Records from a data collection
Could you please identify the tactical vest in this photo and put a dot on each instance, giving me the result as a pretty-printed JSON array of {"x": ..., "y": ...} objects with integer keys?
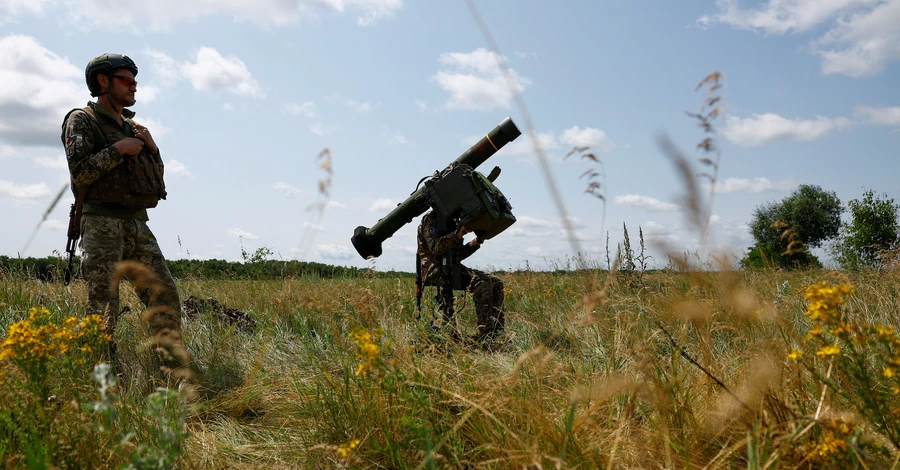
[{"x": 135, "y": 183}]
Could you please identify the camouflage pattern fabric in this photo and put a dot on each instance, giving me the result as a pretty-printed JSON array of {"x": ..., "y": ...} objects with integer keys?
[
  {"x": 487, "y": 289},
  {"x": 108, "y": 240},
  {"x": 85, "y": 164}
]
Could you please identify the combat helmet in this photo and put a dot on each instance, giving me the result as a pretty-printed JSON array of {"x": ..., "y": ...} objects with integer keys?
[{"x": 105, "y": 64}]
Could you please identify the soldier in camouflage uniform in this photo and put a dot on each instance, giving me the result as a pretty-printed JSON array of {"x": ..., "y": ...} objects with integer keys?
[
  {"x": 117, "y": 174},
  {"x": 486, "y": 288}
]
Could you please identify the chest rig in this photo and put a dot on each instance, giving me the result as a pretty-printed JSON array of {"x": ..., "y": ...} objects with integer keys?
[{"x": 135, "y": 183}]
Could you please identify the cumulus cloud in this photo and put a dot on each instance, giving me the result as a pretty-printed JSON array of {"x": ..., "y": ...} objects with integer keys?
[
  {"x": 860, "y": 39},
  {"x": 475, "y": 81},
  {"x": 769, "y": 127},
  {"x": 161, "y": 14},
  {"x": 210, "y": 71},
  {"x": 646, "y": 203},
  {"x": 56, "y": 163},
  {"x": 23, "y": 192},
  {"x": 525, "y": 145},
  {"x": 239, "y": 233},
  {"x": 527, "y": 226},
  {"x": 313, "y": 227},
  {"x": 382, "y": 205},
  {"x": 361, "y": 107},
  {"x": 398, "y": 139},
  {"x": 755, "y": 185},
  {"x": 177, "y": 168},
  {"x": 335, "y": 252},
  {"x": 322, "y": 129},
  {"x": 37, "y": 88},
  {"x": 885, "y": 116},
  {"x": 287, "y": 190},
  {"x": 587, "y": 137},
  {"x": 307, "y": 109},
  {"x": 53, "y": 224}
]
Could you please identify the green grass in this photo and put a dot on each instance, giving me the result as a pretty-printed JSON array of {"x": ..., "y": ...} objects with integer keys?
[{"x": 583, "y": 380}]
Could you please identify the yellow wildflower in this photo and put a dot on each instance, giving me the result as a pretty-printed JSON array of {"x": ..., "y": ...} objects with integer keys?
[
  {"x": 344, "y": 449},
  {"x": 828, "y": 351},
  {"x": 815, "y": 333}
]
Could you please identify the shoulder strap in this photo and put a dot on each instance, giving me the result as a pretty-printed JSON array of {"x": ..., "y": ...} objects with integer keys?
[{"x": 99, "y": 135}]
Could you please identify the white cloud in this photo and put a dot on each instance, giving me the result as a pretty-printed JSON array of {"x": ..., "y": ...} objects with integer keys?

# What the task requires
Reproduce all of the items above word for word, leaving out the pictures.

# Correct output
Could you please identify the tactical vest in this photo and put a dot on each instance, giving me the result as a pretty-printed JSON array of {"x": ..., "y": ...} objects with integer keys?
[{"x": 135, "y": 183}]
Could you please identify the camouflage pattern fabric in this photo and put a dot on each instance, giving me the result as a pretty-printed JSON array of {"x": ..., "y": ...} objects with integer keys?
[
  {"x": 487, "y": 289},
  {"x": 108, "y": 240},
  {"x": 85, "y": 164}
]
Could you please identify the combat helmet in this photo and put a dot on each instance, giving me the result as a pretty-printed JSON array of {"x": ..., "y": ...} objects with integer keys?
[{"x": 105, "y": 64}]
Could you please identify the soldier in camouflage uniform in this photo and put a dot on each instance, giving me the result as a pretty-printed JSON array of {"x": ..., "y": ...} objects with integer keys?
[
  {"x": 117, "y": 174},
  {"x": 486, "y": 288}
]
Could you please identify the chest rig in this photo and put a dot on each instance, giving me the result as a pretty-printed JSON array of {"x": ..., "y": ...} objects with integer keys?
[{"x": 135, "y": 183}]
Could you please identify the cumulus cloud in this photo and put a dot on each instance, giving me the result as a pretty-printed JSON array of {"x": ..., "y": ...} objects with integer keys?
[
  {"x": 860, "y": 39},
  {"x": 475, "y": 81},
  {"x": 769, "y": 127},
  {"x": 161, "y": 14},
  {"x": 210, "y": 71},
  {"x": 646, "y": 203},
  {"x": 56, "y": 163},
  {"x": 23, "y": 192},
  {"x": 525, "y": 145},
  {"x": 239, "y": 233},
  {"x": 527, "y": 226},
  {"x": 313, "y": 227},
  {"x": 382, "y": 205},
  {"x": 361, "y": 107},
  {"x": 398, "y": 139},
  {"x": 755, "y": 185},
  {"x": 177, "y": 168},
  {"x": 335, "y": 252},
  {"x": 322, "y": 129},
  {"x": 37, "y": 88},
  {"x": 885, "y": 116},
  {"x": 287, "y": 190},
  {"x": 587, "y": 137},
  {"x": 307, "y": 109},
  {"x": 53, "y": 224}
]
Could you please identify the green grass in this photo and put a dot on each instance, giving me the result as a pretty-printed JSON array of {"x": ..., "y": ...} objects with integer keys?
[{"x": 583, "y": 380}]
Could you please identify the yellow wildflower in this photo and put a dot on each instance, giving me the result as a pretty-printed JSON array of {"x": ..., "y": ...} objects with integer keys?
[
  {"x": 344, "y": 449},
  {"x": 828, "y": 351},
  {"x": 815, "y": 333}
]
Could you please identify the shoulder strap in this photo and put a dot on each instance, giving me the result as a pretty-printed JSON array of {"x": ..., "y": ...} objects with integer keys?
[{"x": 99, "y": 135}]
Could you please identify the white cloud in this photo and put a dot on each instance, giving me the result as a pretty-printed JSON array of {"x": ..., "y": ...} objects with integer keys?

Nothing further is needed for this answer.